# PROBLEM DESCRIPTION:
Every line of the material should be output exactly as written.

►

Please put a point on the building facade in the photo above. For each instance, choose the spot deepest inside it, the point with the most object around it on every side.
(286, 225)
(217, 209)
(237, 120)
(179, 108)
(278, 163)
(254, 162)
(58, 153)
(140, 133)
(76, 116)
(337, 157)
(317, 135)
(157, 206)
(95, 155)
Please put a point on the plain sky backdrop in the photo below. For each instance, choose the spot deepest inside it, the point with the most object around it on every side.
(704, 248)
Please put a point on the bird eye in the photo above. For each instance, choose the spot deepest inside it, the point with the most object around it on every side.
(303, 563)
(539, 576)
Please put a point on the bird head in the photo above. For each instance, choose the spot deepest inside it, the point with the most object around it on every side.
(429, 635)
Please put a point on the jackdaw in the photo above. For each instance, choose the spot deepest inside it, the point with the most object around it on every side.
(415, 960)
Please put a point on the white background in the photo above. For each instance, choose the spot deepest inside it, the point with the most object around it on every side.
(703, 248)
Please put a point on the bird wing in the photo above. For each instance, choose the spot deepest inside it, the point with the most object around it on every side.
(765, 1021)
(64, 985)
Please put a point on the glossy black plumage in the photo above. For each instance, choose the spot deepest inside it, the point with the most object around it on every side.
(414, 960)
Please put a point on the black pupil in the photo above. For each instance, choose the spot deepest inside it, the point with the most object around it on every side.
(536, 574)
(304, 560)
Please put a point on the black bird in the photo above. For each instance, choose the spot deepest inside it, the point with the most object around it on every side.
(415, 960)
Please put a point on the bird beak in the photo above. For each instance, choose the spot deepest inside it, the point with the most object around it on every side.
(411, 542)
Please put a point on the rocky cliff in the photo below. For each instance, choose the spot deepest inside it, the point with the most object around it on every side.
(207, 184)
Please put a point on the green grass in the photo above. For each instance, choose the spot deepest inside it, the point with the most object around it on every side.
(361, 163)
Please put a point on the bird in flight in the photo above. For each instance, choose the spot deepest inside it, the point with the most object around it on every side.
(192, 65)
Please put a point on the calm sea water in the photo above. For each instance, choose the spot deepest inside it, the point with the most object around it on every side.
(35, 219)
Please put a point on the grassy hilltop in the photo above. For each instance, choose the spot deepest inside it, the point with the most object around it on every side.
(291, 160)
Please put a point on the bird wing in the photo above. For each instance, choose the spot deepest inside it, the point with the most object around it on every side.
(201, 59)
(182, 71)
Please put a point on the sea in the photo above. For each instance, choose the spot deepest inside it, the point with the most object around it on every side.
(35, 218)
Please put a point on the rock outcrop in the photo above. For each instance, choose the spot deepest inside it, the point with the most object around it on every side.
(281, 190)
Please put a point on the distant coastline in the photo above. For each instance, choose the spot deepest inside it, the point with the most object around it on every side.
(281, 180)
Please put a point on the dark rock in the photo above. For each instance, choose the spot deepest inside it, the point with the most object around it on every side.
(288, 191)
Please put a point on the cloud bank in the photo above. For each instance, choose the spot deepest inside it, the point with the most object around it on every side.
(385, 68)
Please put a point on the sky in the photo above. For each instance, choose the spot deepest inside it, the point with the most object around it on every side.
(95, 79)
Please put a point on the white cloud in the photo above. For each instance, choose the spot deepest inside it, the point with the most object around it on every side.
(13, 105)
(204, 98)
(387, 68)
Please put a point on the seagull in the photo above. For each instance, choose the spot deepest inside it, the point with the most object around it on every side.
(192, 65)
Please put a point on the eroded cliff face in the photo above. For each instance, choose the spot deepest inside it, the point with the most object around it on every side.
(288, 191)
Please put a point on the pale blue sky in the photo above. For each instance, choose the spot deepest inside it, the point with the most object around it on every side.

◄

# EXERCISE RESPONSE:
Please put a point on the building facade in the photo above. For each instance, choose the spot deepest inside it, the point with the most object around it on every side.
(286, 225)
(217, 209)
(237, 120)
(179, 108)
(278, 163)
(254, 162)
(58, 153)
(140, 133)
(76, 116)
(337, 157)
(317, 135)
(157, 206)
(95, 155)
Please put a point on the plain sky backdrop in the photo below. For each instance, choose the spot deepest inside it, the point with the most object around it on every side.
(704, 248)
Please put a point on the bird eye in the photo above. For each instance, choose the spot deepest inside it, the point with the most object around it on every side.
(303, 563)
(539, 576)
Please put a point on the bird head in the photo above. For each instance, choose the spot deepest inside it, the point with the most object around it on every side.
(429, 635)
Please put a point on the jackdaw in the photo above. For each instance, choose the spot deepest inside it, the point with the most object around it on every side.
(415, 960)
Please put a point on the white background in the photo above. For each instance, choose the spot deepest inside it, the point with the most object around it on every side.
(703, 248)
Please put a point on the bird wing in the photo above. For each instance, choose the spot deepest inside it, the point with the most object around it on every side.
(765, 1021)
(64, 985)
Please put a point on the glossy black plumage in the photo above. For each instance, choose the spot deepest inside it, the point with the most object around it on every side.
(414, 960)
Please put a point on the black pupil in the photo above. For each instance, choose the spot deepest inside it, the point with the most object around it on every side.
(536, 574)
(304, 560)
Please put a point on the black bird in the photo above. For each instance, choose the spot deepest inside it, the point with the most object around it on every side.
(415, 960)
Please put a point on the bird beak in the photo above. For each instance, choose the spot deepest inside it, the point with the most object around it on every side.
(411, 542)
Please put a point on the rocky cliff in the photo below. For each instance, choose the spot deepest inside it, the point with the most object around it on every side.
(207, 184)
Please put a point on the green grass in the photo above. For each instance, choose the spot deepest inside it, the point with the most object around it on every side.
(361, 163)
Please put a point on the bird in flight in the photo above. For each instance, choose the spot deepest inside it, the point with the most object around it on every side.
(192, 65)
Please put a point on the calm sea water in the photo above. For each instance, choose the spot deepest inside it, the point with the most object around it on every side.
(35, 219)
Please put a point on the grassy hilltop in the photo above. For each instance, choose the spot deepest inside it, the point with the most object around it on every side.
(291, 160)
Please put a point on the bird wing in the photo above. For each instance, choose the spot deepest inside it, the point with the most object around it on every side.
(201, 59)
(182, 71)
Please put a point on the sea in the photo above. For each instance, choose the spot deepest inside it, the point with the most object around it on every side.
(35, 218)
Please put a point on the rock outcrop in the photo above. For each instance, choose the spot deepest inside it, the point with the most object around it on every side.
(281, 190)
Please put a point on the distant coastline in the photo above. For each instance, choose the spot deepest inside it, the point with the most object around it on every side.
(281, 180)
Please put a point on the dark rock in the photo above. For each instance, choose the spot deepest inside it, the point with the most object around it on every side.
(288, 191)
Please put a point on the cloud bank in the photo above. For each instance, choose the spot deepest inside it, the point with the most object around it on every side.
(385, 68)
Please put a point on the sky in the photo above. For each instance, choose the spot deepest inside it, the point with the most object around it on every side.
(95, 79)
Please put a point on the white cloud in the photo above. For each instance, choose the spot deepest inside it, the point with the most object around it on every side.
(13, 105)
(204, 98)
(387, 68)
Please put a point on the seagull in the photo above. For each instance, choose the spot deepest inside it, the point with the most object around it on every side.
(192, 65)
Please put a point on the eroded cliff face in the photo above. For each instance, choose the spot deepest inside it, the point with the most object around it on every side.
(288, 191)
Please put a point on the pale blue sky in the photo above. For each instance, choose the spot deepest inside it, the point with the most object around it on every side.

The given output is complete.